DATA SECTION —
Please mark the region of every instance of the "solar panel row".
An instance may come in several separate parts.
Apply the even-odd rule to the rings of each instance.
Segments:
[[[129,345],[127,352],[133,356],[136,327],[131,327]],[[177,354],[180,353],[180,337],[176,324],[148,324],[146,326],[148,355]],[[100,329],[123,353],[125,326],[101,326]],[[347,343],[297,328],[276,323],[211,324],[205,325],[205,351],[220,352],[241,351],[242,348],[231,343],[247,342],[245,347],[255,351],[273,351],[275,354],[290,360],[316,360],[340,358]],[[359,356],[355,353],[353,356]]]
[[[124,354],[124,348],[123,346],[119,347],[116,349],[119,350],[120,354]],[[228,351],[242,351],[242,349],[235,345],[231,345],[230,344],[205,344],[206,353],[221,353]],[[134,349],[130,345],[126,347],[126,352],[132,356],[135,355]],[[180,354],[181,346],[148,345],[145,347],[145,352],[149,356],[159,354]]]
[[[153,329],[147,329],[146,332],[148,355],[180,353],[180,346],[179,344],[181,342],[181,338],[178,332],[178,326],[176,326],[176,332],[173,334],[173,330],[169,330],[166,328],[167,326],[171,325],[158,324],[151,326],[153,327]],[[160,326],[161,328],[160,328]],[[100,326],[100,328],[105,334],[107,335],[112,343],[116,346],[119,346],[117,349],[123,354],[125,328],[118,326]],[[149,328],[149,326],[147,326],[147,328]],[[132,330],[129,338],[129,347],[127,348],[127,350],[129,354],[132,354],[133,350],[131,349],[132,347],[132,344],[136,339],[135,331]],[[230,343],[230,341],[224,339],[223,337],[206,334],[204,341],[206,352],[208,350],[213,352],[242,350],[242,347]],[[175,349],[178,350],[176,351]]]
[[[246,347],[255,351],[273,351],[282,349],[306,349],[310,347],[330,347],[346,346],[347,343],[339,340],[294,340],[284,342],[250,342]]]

* * *

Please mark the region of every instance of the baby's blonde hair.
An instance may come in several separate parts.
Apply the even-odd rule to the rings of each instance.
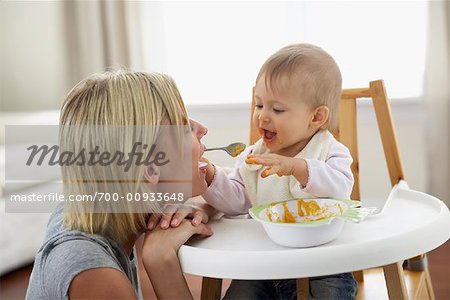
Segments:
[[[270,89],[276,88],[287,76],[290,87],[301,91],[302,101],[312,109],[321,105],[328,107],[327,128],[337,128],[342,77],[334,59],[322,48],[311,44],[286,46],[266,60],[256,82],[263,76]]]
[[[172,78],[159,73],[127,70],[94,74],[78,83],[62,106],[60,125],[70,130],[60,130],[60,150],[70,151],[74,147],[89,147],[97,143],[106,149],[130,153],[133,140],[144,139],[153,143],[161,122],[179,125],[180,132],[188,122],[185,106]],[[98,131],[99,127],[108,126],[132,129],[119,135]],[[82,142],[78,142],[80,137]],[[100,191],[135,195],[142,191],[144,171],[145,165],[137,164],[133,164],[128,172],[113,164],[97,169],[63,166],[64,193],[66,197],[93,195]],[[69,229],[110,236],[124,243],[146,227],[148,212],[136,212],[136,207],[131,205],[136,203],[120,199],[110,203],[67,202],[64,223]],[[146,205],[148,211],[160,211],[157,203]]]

==

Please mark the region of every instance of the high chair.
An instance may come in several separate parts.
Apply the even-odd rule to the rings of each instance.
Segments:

TASK DETAILS — Select each row above that contains the word "Please", and copy those rows. Uppercase and lowercase letters count as different.

ANSWER BELOW —
Please mark the region of every instance of the "solar panel row".
Please mark the region of every instance of the baby's blonde hair.
Please mark the region of every instance of the high chair.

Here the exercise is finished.